GOAL OF THE EXERCISE. Your answer must be one number: the count of lines below that hold the word "building".

DATA.
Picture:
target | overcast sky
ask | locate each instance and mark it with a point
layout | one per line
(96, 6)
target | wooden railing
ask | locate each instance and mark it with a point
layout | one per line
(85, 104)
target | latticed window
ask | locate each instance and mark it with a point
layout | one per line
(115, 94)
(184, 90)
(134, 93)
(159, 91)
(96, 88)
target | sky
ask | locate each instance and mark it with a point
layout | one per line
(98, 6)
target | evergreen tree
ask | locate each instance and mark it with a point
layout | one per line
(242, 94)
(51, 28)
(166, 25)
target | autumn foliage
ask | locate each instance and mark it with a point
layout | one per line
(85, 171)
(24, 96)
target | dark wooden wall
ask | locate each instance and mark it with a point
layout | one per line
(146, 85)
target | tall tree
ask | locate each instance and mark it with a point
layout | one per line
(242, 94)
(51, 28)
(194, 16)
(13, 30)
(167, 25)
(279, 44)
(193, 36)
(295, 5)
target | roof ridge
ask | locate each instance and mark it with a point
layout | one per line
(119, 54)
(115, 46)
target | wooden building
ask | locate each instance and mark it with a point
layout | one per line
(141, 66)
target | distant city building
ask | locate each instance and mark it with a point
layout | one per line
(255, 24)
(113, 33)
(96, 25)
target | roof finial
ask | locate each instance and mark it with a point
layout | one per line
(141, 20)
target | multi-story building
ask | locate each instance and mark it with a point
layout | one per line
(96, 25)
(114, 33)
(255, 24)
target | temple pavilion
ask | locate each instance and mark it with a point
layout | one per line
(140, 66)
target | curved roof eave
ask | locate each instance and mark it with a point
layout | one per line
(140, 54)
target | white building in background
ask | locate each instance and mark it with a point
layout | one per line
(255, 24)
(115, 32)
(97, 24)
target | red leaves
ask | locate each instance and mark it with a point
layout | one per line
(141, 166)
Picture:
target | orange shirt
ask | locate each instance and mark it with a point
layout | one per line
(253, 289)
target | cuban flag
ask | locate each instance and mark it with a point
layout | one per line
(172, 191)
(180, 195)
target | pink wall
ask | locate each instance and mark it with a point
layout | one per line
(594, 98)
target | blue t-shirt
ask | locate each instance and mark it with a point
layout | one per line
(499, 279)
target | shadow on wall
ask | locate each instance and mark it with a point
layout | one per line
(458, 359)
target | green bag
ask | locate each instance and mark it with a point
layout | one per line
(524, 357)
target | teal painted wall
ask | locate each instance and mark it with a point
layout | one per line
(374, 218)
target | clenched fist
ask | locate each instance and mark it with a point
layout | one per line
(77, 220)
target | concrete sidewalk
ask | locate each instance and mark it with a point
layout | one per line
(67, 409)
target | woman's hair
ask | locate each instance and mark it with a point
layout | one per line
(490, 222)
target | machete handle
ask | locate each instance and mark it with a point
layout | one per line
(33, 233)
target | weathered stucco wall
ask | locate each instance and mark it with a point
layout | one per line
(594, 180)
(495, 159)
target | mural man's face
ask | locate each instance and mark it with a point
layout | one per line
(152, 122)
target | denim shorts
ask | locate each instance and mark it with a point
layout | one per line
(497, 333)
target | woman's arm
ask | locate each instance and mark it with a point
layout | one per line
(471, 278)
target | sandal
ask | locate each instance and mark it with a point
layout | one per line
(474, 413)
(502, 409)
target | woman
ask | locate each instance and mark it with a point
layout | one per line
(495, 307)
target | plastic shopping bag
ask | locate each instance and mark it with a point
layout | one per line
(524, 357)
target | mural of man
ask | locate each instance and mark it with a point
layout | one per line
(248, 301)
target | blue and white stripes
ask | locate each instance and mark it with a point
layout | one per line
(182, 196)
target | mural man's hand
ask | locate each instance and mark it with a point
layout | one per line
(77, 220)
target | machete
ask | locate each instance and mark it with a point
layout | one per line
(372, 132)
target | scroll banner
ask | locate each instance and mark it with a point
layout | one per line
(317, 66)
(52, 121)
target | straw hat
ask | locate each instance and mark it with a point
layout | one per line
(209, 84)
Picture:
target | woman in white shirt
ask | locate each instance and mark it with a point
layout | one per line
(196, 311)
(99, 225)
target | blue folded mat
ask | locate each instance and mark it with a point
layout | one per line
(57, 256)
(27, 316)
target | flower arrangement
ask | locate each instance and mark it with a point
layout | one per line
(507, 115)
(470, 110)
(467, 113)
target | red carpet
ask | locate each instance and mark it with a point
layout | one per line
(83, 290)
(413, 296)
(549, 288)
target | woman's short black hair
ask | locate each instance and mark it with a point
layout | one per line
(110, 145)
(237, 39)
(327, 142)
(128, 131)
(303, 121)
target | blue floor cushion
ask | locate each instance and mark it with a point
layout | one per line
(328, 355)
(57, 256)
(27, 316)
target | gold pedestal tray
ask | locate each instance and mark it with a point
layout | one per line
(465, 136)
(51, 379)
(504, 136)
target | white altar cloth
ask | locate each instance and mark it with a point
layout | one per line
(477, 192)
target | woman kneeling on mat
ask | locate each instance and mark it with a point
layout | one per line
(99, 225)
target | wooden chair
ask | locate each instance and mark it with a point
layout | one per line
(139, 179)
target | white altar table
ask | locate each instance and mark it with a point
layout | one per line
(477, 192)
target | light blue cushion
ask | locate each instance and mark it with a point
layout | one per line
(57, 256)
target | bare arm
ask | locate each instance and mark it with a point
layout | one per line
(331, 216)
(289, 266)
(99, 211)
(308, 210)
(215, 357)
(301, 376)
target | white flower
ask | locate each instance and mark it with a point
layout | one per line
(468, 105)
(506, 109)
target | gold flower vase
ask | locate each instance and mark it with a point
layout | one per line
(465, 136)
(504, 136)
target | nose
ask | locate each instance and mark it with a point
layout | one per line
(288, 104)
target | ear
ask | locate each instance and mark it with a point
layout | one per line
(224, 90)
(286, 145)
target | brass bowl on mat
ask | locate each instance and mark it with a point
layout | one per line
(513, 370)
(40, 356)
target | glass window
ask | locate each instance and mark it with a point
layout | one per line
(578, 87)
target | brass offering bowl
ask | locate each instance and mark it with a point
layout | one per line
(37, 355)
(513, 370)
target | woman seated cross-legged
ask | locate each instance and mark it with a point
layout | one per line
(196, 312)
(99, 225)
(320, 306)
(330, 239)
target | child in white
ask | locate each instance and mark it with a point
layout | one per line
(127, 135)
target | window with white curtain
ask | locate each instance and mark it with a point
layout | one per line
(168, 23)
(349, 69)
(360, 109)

RESULT. 4